(What is needed) Write out every entry exactly as it stands.

---------- Data listing ----------

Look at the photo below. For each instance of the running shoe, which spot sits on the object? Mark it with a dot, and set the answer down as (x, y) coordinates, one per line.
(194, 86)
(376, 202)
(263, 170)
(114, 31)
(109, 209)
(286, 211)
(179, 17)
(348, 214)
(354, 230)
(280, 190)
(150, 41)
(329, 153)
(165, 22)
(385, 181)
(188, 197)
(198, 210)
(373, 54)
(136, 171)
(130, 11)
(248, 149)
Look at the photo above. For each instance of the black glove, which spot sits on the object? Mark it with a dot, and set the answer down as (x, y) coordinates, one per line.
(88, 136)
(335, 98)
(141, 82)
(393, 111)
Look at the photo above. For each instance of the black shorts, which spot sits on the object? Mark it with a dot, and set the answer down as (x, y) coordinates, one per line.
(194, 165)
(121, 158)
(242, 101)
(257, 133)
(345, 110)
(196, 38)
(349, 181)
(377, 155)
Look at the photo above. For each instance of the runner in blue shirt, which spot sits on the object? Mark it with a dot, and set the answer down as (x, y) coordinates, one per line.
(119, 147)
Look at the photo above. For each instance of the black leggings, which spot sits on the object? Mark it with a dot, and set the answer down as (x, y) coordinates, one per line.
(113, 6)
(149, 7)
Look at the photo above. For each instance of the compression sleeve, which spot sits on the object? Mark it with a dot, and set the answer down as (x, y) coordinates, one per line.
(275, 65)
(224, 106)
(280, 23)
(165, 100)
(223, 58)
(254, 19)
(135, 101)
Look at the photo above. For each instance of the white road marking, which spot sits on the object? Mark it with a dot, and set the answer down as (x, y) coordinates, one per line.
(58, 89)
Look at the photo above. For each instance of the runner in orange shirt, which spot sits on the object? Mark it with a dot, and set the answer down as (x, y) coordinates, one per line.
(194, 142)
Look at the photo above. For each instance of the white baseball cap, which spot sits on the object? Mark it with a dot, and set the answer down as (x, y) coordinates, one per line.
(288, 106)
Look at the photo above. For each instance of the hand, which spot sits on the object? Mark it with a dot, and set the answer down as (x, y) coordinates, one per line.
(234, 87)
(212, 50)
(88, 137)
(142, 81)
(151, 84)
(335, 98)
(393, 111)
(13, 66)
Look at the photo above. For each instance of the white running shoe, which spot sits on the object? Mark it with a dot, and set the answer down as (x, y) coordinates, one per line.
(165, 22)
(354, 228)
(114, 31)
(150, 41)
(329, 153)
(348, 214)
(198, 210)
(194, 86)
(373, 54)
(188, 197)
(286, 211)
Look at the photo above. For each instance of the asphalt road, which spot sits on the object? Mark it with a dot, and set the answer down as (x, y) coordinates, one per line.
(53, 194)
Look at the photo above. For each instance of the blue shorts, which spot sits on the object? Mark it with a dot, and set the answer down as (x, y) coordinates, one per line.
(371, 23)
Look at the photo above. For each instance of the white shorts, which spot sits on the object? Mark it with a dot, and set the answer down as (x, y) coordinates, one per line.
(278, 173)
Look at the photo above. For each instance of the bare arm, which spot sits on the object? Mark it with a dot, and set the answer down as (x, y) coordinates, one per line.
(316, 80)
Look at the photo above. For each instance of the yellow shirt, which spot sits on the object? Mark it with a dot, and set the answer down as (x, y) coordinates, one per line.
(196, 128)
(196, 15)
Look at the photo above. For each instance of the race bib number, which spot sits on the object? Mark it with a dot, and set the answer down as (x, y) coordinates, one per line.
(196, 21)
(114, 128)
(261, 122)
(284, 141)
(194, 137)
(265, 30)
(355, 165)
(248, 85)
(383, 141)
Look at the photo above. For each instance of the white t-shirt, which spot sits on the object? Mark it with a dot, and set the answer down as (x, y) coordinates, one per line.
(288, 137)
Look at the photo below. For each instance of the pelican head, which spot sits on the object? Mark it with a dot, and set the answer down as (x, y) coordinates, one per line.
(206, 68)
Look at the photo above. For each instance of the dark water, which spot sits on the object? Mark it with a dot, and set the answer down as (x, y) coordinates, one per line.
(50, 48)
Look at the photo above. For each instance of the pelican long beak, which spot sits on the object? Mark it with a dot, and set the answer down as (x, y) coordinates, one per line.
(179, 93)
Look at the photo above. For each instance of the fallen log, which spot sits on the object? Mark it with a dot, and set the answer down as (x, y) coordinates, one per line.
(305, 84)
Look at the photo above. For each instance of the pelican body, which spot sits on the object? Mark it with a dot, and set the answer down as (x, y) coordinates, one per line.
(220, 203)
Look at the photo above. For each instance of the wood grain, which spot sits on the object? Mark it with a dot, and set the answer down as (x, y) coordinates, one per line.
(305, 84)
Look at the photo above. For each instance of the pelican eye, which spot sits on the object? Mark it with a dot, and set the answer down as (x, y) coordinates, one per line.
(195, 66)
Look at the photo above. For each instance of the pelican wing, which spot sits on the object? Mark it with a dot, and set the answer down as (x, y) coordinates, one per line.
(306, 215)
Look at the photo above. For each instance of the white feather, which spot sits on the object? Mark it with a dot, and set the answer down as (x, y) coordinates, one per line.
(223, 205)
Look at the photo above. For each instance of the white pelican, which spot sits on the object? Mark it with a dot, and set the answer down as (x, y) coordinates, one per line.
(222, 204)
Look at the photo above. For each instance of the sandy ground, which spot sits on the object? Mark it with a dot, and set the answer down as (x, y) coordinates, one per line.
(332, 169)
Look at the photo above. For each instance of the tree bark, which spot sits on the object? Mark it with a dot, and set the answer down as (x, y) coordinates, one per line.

----------

(Written response)
Look at the photo below. For each instance of the running shoe, which spot sits on the object? Mark it with a dot, and set the answer down as (x, y) coordinates, one per line.
(194, 86)
(376, 202)
(263, 170)
(114, 31)
(109, 209)
(286, 211)
(179, 17)
(348, 214)
(354, 230)
(280, 190)
(150, 41)
(329, 153)
(165, 22)
(385, 181)
(188, 197)
(198, 210)
(373, 54)
(136, 171)
(130, 11)
(248, 149)
Look at the photo above. For each instance of the black glove, which spot sits on the object? Mark it with a dot, and set the answer down as (x, y) coordinates, one per line.
(88, 136)
(335, 98)
(141, 82)
(393, 111)
Look at the photo above. For each instance of the black shorts, which spot sits on the object? Mark it with a dot, and set the answer down as (x, y) coordinates, one per line.
(194, 165)
(121, 158)
(242, 101)
(257, 133)
(345, 110)
(196, 38)
(349, 181)
(377, 155)
Look at the photo above. For each instance of the runner in blue shirt, which spot sits on the object? Mark it with a dot, and set the answer down as (x, y) coordinates, one per line.
(119, 147)
Look at the photo above. For each instance of the black leggings, which spot sits on the object? Mark it with a dot, and set the answer down as (x, y) coordinates, one per line.
(113, 6)
(149, 7)
Look at the photo above. For each instance of the compression sleeve, which spot sits on the object? Mark it with a dot, and set the answer down as (x, y) coordinates, one per line.
(275, 65)
(224, 106)
(280, 23)
(165, 100)
(223, 58)
(254, 19)
(135, 101)
Look at the photo above. For each instance of the white road marking, which spot sits on the object? Mark it with a dot, and set the answer down as (x, y) coordinates, one per line.
(58, 89)
Look at the photo above. For each instance of the runner in orange shirt, which spot sits on the object? Mark it with a dot, and set the answer down as (x, y) coordinates, one per line.
(194, 142)
Look at the photo above. For each instance of the white baseball cap, which spot sits on the object? Mark it with a dot, and set the answer down as (x, y) coordinates, one per line.
(288, 106)
Look at the photo above. For each instance of the hand, which spot sits on the object? Mark it with a dot, and set the answer down as (x, y) coordinates, one per line.
(234, 87)
(212, 50)
(88, 137)
(142, 81)
(151, 84)
(335, 98)
(393, 111)
(13, 66)
Look at the photo above. For each instance of the white running shoe, which spot sits on the object? Mark it with a dot, and set the answer down as (x, y) coordinates, one per line.
(165, 22)
(354, 228)
(114, 31)
(150, 41)
(329, 153)
(348, 214)
(198, 210)
(194, 86)
(373, 54)
(188, 197)
(286, 211)
Look at the photo above. For each instance of the asphalt road, which spot sits on the object? Mark it with a dot, and set the answer down as (x, y) coordinates, one per line.
(53, 194)
Look at the photo above. For each instance of the blue shorts, which spot sits on the object? Mark it with a dot, and set the answer down as (x, y) coordinates, one per line.
(371, 23)
Look at the photo above. For each instance of the white shorts, which spot sits on the object? Mark it with a dot, and set the answer down as (x, y) coordinates, one per line.
(278, 173)
Look at the photo above. For each instance of the bare arm, which spot sits on the object? Mark it with a dot, and set the answer down as (x, y) coordinates, one per line.
(316, 80)
Look at the photo above. For each instance of the yellow shirt, which spot sits on the object? Mark it with a dot, and set the answer down as (x, y) coordinates, one per line.
(196, 128)
(196, 15)
Look at the photo above. For each instance of the race bib number, which spot sits on the object? Mark it with a dot, and set the answer down as (x, y) coordinates, one per line.
(196, 21)
(114, 128)
(261, 122)
(284, 141)
(194, 137)
(265, 30)
(355, 165)
(248, 85)
(383, 141)
Look at the photo above. For each instance of the white t-shirt, which spot sits on the object? Mark it with a dot, and set the answer down as (x, y) coordinates, one per line.
(288, 137)
Look at the photo below. For each instance of the pelican head, which spot sits on the object? Mark it with a dot, and set the answer down as (x, y) coordinates, one per line.
(206, 68)
Look at the photo above. For each instance of the dark water, which spot sits on the object? Mark it with a dot, and set the answer down as (x, y) coordinates, one per line.
(50, 48)
Look at the photo above. For each instance of the pelican long beak, which spot sits on the object? Mark it with a dot, and set the answer down as (x, y) coordinates, one per line.
(179, 93)
Look at the photo above. For each instance of the fallen log, which spot sits on the object? Mark it with a dot, and set the answer down as (x, y) coordinates, one per line.
(305, 84)
Look at the photo above. For each instance of the pelican body, which spot sits on the object? Mark it with a dot, and set the answer down as (x, y) coordinates, one per line.
(220, 203)
Look at the photo above. For each instance of the wood grain, which spot sits on the object? Mark it with a dot, and set the answer down as (x, y) coordinates, one per line.
(305, 84)
Look at the photo above. For each instance of the pelican eye, which spot sits on the object? Mark it with a dot, and set the answer down as (x, y) coordinates, one per line.
(195, 66)
Look at the photo above. For each instance of the pelican wing, which spot sits on the object? Mark it with a dot, and set the answer down as (x, y) coordinates, one per line.
(306, 215)
Look at the photo above. For each instance of the white feather, which spot sits on the object? Mark it with a dot, and set the answer down as (x, y) coordinates, one per line.
(223, 205)
Look at the photo above. For each instance of the white pelican, which spot sits on the object? Mark it with a dot, and set the answer down as (x, y) coordinates, one per line.
(222, 204)
Look at the photo above. For each instance of the sandy ground, which spot sits on the object? Mark it with a dot, and set the answer down as (x, y) coordinates, one per line.
(332, 169)
Look at the photo above. For each instance of the tree bark, which spot sits on the object? Mark it with a dot, and set the answer down as (x, y) coordinates, one per line.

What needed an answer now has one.